§ What needs to be done: Write out the rows below verbatim, from the row containing "asphalt road ->" through the row containing "Outline every instance of the asphalt road.", including both of those rows.

§ Provided information:
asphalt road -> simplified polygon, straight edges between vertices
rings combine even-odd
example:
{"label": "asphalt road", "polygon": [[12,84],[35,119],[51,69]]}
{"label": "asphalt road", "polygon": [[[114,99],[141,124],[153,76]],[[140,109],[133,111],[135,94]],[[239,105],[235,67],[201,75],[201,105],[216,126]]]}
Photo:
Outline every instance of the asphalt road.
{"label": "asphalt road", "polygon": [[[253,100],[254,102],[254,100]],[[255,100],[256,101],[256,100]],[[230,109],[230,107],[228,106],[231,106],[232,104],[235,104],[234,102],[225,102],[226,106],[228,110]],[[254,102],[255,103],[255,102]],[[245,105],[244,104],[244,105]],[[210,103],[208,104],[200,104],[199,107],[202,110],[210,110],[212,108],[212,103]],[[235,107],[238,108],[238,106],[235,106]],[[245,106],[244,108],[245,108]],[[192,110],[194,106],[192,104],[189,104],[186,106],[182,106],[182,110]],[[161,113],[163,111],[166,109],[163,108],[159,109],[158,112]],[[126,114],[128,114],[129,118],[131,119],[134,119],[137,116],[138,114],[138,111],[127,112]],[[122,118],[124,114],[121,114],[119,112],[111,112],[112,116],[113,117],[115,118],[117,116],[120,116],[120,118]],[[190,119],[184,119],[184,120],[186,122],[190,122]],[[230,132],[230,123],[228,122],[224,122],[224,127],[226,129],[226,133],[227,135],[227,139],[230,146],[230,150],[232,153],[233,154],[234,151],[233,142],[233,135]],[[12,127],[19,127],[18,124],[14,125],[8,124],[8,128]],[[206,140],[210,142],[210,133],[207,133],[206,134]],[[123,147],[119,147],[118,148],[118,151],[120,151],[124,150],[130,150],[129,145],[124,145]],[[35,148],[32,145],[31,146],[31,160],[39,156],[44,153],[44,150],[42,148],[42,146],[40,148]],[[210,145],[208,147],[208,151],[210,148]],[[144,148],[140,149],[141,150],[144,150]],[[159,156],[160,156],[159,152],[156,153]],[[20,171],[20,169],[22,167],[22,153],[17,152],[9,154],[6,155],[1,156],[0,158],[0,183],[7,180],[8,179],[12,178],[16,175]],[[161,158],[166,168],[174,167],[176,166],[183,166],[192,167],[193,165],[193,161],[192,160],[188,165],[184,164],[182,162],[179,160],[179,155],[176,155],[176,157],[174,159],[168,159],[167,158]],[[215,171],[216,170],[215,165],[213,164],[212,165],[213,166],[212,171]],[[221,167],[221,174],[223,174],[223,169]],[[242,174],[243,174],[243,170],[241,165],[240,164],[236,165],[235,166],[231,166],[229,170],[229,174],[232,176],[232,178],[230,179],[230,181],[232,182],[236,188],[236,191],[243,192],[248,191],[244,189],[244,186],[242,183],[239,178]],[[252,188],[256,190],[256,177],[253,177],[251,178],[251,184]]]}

---

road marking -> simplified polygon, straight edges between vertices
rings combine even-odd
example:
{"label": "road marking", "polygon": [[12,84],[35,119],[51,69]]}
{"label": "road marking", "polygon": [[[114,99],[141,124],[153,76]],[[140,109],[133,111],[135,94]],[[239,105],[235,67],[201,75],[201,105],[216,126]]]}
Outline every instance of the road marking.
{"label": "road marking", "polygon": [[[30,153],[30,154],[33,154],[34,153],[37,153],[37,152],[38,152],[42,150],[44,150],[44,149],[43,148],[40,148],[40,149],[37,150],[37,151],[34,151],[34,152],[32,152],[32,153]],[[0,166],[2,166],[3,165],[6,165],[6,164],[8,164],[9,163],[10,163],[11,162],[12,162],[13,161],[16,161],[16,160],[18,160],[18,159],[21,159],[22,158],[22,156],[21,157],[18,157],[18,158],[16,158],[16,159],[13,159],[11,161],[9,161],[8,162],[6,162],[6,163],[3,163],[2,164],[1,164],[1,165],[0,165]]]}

§ Written solution:
asphalt road -> simplified polygon, straight edges between vertices
rings combine even-odd
example:
{"label": "asphalt road", "polygon": [[12,84],[35,119],[51,69]]}
{"label": "asphalt road", "polygon": [[[114,99],[141,124],[153,76]],[[140,109],[133,111],[135,94]],[[239,105],[235,67],[201,75],[201,105],[216,126]]]}
Photo:
Outline every instance of the asphalt road.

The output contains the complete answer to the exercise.